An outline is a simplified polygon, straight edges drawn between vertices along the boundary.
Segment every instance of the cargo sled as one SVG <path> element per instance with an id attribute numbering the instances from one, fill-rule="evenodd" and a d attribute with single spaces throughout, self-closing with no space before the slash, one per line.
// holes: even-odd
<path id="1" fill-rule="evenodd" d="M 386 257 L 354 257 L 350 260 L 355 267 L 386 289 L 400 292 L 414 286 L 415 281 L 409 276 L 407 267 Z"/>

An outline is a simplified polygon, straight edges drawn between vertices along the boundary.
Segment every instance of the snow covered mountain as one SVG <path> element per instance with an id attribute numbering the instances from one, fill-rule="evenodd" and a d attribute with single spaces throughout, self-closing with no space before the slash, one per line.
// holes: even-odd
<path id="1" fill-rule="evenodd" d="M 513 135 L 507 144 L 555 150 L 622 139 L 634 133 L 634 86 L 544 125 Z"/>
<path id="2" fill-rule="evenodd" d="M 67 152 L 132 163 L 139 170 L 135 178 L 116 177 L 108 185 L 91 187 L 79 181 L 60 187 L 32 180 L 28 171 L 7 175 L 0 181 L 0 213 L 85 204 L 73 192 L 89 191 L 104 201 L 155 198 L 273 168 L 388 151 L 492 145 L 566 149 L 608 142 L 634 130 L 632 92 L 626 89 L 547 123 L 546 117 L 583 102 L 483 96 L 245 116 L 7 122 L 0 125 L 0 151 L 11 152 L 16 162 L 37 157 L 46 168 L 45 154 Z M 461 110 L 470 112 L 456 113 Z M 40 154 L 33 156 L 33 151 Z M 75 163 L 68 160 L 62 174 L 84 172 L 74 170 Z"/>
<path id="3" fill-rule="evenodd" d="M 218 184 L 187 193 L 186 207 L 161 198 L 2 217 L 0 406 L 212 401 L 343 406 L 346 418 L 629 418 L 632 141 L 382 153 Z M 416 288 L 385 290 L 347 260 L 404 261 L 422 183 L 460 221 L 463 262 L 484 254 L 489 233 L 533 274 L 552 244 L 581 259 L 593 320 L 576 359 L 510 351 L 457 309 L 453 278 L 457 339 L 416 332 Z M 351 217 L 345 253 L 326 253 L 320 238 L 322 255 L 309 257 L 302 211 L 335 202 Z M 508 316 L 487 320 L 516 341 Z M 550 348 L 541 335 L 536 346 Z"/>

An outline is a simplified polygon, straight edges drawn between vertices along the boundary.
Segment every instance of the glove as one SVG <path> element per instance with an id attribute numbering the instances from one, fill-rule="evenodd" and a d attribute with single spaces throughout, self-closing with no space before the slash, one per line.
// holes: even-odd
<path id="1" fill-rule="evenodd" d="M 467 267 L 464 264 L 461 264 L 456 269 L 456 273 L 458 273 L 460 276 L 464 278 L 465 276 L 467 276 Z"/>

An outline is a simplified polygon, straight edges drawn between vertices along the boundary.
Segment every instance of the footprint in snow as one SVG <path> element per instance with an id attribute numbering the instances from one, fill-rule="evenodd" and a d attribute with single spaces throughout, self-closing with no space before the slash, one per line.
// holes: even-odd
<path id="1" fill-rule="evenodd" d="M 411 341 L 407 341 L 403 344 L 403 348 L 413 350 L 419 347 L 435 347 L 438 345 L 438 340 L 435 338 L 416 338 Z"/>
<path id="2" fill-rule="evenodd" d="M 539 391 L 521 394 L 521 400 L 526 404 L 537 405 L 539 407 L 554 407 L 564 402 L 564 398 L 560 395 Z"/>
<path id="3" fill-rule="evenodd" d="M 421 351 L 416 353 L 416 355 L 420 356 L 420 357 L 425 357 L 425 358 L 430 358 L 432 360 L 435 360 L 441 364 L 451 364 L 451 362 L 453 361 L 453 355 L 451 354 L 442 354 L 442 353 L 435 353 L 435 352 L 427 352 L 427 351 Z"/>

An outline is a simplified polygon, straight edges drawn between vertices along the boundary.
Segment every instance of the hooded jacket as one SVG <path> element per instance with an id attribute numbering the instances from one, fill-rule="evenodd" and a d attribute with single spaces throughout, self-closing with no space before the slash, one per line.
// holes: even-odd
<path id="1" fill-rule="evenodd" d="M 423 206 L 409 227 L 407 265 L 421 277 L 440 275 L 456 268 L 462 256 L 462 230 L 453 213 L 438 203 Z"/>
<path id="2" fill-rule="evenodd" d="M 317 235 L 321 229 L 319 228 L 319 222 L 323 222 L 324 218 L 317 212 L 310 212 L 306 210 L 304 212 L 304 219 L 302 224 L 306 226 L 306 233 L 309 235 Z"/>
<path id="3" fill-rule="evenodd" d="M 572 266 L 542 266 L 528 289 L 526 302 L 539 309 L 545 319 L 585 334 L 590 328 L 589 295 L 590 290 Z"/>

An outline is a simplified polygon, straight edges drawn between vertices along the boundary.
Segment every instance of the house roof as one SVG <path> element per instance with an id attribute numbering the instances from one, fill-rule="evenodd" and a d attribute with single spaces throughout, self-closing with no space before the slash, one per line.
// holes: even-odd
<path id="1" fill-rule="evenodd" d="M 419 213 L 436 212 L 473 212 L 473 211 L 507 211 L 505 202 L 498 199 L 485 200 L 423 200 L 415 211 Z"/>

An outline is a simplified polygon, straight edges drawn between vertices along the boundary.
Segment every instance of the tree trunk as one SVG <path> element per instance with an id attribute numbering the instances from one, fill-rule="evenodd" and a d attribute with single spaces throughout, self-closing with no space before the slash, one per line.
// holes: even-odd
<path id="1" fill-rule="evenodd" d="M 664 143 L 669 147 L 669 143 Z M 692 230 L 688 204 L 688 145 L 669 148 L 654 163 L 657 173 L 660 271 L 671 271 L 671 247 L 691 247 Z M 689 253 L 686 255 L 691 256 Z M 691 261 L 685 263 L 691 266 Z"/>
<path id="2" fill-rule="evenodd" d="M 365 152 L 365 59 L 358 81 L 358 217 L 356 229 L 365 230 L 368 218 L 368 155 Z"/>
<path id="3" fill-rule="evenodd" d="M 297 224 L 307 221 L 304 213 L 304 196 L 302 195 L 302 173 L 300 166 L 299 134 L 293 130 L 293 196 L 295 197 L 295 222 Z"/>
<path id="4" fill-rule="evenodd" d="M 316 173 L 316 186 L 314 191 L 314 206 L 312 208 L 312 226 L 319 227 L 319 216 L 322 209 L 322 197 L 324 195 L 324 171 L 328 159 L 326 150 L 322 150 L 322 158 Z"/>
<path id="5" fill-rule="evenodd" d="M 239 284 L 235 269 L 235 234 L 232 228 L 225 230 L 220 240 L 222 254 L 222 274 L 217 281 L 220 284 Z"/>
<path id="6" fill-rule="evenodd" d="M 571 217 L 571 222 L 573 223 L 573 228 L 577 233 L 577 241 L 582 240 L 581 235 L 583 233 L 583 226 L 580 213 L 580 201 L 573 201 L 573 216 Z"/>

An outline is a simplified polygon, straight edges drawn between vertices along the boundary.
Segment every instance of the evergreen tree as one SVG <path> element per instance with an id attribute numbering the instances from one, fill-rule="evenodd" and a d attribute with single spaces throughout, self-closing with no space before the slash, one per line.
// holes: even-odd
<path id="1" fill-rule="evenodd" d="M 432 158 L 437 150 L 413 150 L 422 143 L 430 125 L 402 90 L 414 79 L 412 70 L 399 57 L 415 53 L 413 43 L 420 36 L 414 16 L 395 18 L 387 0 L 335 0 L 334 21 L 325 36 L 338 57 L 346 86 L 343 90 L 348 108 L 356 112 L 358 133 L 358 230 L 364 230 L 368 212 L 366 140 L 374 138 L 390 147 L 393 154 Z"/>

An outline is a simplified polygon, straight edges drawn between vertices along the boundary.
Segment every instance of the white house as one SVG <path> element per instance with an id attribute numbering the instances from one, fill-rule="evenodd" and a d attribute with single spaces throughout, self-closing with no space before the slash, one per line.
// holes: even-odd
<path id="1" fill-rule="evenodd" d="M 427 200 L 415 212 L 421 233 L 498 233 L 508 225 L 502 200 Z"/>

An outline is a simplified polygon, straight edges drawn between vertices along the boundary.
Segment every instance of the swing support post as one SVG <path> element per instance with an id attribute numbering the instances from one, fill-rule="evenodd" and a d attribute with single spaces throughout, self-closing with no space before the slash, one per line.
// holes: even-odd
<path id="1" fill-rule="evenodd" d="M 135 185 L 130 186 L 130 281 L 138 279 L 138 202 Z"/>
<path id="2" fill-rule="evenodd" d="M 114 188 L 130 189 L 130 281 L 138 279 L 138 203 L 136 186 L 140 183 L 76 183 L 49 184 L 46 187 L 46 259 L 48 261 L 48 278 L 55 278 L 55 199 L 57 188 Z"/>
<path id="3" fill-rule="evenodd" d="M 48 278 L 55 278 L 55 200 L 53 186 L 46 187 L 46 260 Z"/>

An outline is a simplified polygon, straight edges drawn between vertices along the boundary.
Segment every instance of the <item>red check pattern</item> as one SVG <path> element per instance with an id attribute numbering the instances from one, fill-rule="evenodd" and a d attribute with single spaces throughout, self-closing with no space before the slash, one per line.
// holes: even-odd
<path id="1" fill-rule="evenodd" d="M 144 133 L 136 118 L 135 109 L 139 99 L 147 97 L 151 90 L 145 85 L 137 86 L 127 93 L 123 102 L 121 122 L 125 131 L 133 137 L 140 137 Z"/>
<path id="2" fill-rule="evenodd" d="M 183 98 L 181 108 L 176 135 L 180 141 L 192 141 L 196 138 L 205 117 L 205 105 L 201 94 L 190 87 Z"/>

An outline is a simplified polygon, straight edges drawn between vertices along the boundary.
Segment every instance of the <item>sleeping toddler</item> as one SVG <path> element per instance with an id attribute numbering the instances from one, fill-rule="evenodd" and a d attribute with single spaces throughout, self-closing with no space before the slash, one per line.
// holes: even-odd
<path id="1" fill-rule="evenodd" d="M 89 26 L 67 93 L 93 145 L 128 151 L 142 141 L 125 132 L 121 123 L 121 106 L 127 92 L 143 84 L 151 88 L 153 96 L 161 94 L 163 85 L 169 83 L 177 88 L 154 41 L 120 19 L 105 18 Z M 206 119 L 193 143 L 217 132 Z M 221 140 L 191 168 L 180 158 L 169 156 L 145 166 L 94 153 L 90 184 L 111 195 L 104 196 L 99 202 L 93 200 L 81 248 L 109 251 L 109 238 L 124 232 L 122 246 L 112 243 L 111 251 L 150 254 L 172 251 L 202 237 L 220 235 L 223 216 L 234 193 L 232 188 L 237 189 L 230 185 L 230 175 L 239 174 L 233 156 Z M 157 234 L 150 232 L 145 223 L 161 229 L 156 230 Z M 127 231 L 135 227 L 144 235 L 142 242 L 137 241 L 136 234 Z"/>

Given problem: Convert the rows from the start of the block through the line containing "386 257 L 354" into a JSON list of strings, one string per line, leaving out blank lines.

Solution for this task:
[
  "An outline is a simplified polygon, straight edges drawn between vertices along the boundary.",
  "Segment every instance of the cargo sled as one SVG <path> element per instance with an id attribute numbering the instances from one, fill-rule=\"evenodd\" and a d attribute with single spaces throughout, self-closing with no space before the slash, one per line.",
  "// holes: even-odd",
  "<path id=\"1\" fill-rule=\"evenodd\" d=\"M 386 257 L 354 257 L 350 260 L 355 267 L 386 289 L 400 292 L 414 286 L 415 281 L 409 276 L 407 267 Z\"/>"
]